Write out every line of the listing below, character for character.

Working data
────

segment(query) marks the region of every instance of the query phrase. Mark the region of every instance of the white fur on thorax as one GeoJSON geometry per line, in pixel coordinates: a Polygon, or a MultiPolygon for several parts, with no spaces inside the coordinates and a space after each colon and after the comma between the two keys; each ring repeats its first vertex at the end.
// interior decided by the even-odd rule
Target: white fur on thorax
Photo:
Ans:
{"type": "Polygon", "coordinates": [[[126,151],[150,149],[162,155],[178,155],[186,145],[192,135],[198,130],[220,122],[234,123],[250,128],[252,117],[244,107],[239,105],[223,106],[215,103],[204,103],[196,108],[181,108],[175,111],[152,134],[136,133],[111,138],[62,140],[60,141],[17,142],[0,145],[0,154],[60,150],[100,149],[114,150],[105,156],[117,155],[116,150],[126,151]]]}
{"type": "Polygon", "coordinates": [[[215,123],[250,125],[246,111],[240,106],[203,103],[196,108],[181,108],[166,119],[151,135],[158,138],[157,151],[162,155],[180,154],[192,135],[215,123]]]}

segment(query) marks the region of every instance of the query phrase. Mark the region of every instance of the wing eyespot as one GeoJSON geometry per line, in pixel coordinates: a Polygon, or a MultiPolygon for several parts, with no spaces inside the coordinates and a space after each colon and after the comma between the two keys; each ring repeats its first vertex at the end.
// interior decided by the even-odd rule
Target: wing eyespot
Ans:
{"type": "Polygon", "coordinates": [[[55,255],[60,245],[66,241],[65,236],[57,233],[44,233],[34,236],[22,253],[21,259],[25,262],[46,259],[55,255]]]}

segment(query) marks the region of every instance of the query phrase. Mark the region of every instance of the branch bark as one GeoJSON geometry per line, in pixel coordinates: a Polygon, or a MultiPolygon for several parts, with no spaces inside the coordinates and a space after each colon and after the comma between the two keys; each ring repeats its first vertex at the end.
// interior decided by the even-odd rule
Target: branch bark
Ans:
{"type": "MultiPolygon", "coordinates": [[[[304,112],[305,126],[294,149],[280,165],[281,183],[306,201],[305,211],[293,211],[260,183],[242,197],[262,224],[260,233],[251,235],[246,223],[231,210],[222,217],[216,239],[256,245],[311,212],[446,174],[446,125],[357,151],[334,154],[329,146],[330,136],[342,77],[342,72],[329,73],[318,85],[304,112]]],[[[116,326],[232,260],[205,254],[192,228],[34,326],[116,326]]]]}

────

Expected answer
segment(query) marks the region of every instance of the query phrase. Mark the region of every instance of the white fur on thorax as one GeoJSON geometry per line, in pixel coordinates: a Polygon, or a MultiPolygon for several parts, with no spaces inside the coordinates and a space after each colon and after the comma between the two keys; each ring repeats its first vertex at the end.
// interior decided by the even-odd rule
Target: white fur on thorax
Photo:
Ans:
{"type": "Polygon", "coordinates": [[[126,151],[150,149],[162,155],[178,155],[186,145],[192,135],[198,130],[220,122],[234,123],[250,128],[252,117],[244,107],[239,105],[223,106],[215,103],[204,103],[196,108],[181,108],[175,111],[152,134],[136,133],[111,138],[62,140],[60,141],[17,142],[0,145],[0,154],[60,150],[100,149],[114,150],[105,156],[117,155],[116,150],[126,151]]]}
{"type": "Polygon", "coordinates": [[[215,123],[250,125],[246,111],[240,106],[203,103],[196,108],[181,108],[166,119],[151,135],[158,138],[157,151],[162,155],[180,154],[192,135],[215,123]]]}

segment(query) marks the region of every instance of the query phrase. Mark the region of every instance of the wing eyespot as one GeoJSON geometry per line, in pixel coordinates: a Polygon, or a MultiPolygon for several parts, with no spaces inside the coordinates and a space after each colon and after the comma between the two keys; each ring repeats its first vertex at the end.
// interior decided by the even-odd rule
Target: wing eyespot
Ans:
{"type": "Polygon", "coordinates": [[[55,255],[60,245],[66,241],[65,236],[57,233],[44,233],[34,236],[22,253],[21,259],[25,262],[46,259],[55,255]]]}

segment(query) marks the region of every instance of the query phrase. Mark the region of every instance of the branch bark as one GeoJSON geometry per line, in pixel coordinates: a Polygon, or a MultiPolygon for several parts, with no spaces inside the coordinates and a space after each colon and after the comma between the two keys; each ring repeats its first vertex at the end.
// interior decided by the even-odd rule
Target: branch bark
Ans:
{"type": "MultiPolygon", "coordinates": [[[[304,112],[305,126],[294,149],[280,165],[281,183],[306,201],[305,211],[293,211],[260,183],[242,197],[262,224],[260,233],[251,235],[246,223],[231,210],[222,217],[216,239],[256,245],[311,212],[446,174],[446,125],[357,151],[334,154],[329,146],[330,136],[342,77],[342,72],[329,73],[318,85],[304,112]]],[[[116,326],[232,260],[205,254],[192,228],[34,326],[116,326]]]]}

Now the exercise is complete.